▶ **Your assignment**: No pictures belong in the copy. Set down exactly the lines from the one that contains "Query: ocean horizon" through the end of the data.

▶ **Point localization data**:
----
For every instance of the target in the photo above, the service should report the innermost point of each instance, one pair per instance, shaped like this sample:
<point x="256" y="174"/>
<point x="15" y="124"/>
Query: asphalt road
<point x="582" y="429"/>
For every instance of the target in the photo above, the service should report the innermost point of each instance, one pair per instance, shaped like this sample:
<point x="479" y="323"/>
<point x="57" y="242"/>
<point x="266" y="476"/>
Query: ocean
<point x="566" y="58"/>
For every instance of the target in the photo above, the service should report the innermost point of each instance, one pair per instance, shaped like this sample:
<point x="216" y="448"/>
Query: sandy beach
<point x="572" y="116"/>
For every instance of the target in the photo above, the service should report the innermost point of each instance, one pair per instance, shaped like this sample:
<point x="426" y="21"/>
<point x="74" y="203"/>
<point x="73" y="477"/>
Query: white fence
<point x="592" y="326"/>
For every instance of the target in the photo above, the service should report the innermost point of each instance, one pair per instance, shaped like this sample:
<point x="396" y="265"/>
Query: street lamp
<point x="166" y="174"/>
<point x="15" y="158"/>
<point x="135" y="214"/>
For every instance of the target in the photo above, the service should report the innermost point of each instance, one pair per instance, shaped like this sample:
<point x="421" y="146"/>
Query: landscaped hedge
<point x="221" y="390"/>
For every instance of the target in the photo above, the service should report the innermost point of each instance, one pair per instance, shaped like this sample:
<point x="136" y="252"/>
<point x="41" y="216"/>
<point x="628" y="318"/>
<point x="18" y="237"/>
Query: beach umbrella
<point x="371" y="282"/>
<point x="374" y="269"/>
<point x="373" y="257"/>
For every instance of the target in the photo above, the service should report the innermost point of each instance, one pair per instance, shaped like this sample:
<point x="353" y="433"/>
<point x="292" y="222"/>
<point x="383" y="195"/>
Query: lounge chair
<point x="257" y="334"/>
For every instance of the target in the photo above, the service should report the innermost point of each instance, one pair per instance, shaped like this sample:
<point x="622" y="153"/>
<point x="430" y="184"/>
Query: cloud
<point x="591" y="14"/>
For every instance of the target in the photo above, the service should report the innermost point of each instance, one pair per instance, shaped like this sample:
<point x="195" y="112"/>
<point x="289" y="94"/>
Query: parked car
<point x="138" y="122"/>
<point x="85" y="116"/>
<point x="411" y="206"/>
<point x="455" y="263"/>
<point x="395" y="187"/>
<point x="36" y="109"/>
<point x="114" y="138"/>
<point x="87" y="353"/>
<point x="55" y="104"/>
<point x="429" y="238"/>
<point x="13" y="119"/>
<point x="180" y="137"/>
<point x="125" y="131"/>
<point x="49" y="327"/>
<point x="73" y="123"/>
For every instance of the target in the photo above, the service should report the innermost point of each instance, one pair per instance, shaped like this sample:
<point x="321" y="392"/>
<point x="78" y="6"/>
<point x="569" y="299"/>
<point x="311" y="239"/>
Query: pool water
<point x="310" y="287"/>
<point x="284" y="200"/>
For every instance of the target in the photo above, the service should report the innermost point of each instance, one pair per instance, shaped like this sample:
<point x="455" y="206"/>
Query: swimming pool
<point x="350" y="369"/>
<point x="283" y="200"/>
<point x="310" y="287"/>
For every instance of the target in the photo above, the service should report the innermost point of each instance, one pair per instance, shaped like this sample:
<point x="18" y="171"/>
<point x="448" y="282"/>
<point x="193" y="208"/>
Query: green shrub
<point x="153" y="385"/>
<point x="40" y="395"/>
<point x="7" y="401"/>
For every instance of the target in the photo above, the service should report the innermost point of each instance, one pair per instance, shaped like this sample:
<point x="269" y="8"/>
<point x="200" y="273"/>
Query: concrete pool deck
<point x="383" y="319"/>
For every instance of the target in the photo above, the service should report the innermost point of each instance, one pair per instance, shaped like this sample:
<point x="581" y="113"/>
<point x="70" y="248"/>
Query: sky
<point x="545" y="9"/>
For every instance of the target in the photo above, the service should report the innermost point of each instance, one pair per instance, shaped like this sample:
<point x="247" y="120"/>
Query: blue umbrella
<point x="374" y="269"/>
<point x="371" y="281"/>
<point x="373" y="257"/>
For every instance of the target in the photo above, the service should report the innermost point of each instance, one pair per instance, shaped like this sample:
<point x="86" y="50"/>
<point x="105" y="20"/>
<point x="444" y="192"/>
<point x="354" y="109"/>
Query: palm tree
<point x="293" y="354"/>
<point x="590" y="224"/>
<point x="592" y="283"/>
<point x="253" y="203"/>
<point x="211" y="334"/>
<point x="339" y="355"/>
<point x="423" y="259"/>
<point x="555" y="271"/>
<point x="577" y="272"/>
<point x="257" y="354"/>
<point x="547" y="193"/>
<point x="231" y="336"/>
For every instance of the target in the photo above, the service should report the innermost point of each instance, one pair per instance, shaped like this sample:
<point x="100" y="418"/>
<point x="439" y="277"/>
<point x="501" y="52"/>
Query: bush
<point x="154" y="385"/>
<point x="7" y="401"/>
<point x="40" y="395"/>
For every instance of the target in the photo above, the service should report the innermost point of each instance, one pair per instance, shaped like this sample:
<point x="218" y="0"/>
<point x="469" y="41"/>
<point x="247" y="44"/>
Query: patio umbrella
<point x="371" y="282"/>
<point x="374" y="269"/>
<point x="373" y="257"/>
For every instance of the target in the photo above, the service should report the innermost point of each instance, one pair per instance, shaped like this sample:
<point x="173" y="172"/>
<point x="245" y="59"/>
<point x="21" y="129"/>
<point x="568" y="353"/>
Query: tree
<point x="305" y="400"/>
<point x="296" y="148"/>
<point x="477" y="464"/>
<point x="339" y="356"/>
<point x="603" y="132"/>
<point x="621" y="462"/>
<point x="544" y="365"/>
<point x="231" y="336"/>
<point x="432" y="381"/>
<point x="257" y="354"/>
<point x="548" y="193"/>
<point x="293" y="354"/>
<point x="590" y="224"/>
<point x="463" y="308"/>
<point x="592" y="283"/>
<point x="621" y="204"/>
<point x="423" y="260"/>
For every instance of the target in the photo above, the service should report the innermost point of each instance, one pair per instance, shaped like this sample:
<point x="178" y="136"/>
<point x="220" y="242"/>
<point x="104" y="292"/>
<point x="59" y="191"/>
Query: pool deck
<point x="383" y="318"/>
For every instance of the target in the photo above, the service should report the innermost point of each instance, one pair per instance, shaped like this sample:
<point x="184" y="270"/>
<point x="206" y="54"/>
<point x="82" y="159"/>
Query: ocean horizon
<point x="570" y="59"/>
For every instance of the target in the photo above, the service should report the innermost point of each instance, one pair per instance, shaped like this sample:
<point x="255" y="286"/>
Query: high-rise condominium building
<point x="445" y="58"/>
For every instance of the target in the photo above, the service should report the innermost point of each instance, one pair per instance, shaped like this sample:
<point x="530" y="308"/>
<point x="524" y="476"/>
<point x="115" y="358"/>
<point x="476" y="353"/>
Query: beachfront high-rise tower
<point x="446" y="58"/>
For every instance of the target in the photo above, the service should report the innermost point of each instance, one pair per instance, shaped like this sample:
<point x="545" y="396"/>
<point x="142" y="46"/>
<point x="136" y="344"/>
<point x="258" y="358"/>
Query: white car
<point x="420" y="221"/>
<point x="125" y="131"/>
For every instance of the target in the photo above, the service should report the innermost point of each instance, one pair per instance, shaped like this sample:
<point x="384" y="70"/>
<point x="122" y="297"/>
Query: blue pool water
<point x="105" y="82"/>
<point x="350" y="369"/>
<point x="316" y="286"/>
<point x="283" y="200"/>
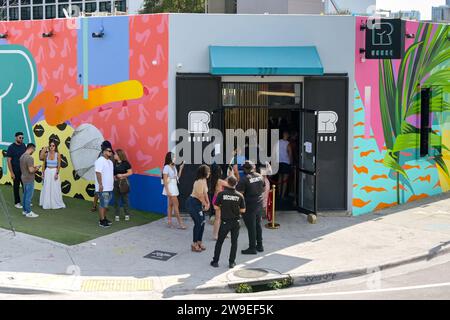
----
▶ **Your response**:
Query: ocean horizon
<point x="570" y="59"/>
For every instance of the target in the photo above, the service should report the innermost point of each instance, one pair per instance, shaped like this sample:
<point x="255" y="286"/>
Query: high-rise condominium building
<point x="445" y="58"/>
For every instance of the target in the photo above, the service should report the innermost point of each instance, one pair per instance, shaped like this sample:
<point x="530" y="308"/>
<point x="524" y="476"/>
<point x="115" y="358"/>
<point x="476" y="353"/>
Query: beachfront high-rise tower
<point x="446" y="58"/>
For every instance of the target in the photo above, the service should report the innermost point of each instance, one pair per instance, shaped like this sample:
<point x="545" y="396"/>
<point x="142" y="46"/>
<point x="136" y="344"/>
<point x="258" y="358"/>
Query: white car
<point x="420" y="221"/>
<point x="125" y="131"/>
For every instance of the target in the photo above, the service should report the innermost point of each instance, one pair per instance, shaped like this sample:
<point x="384" y="70"/>
<point x="122" y="297"/>
Query: blue pool water
<point x="105" y="82"/>
<point x="350" y="369"/>
<point x="316" y="286"/>
<point x="283" y="200"/>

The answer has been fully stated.